Please pick out every line of the records below that contains the word "roof", and copy each one. Case counts.
□ □ □
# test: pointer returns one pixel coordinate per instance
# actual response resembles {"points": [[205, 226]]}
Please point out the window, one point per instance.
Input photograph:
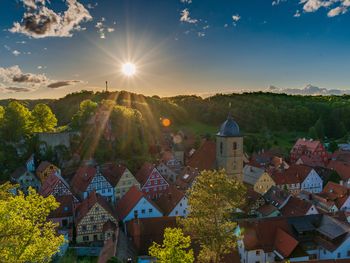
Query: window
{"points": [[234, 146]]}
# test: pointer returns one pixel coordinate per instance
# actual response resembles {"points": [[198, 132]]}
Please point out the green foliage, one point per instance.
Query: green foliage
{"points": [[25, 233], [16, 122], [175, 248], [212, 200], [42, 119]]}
□ □ □
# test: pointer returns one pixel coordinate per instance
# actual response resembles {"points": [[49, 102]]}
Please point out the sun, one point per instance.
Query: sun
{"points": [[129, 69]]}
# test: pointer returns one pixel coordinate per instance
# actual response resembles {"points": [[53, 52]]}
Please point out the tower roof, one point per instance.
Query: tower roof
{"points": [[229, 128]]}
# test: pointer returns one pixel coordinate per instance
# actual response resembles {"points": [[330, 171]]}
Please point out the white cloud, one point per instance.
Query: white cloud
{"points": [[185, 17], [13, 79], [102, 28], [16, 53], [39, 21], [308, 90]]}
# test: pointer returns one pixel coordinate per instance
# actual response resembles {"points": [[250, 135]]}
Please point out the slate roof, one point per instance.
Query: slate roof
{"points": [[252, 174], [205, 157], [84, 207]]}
□ □ □
• **EXERCISE RESPONSE**:
Please point out the tower roof, one point per instance.
Query: tower roof
Please point out the slate roof, one point per instance.
Query: slate roof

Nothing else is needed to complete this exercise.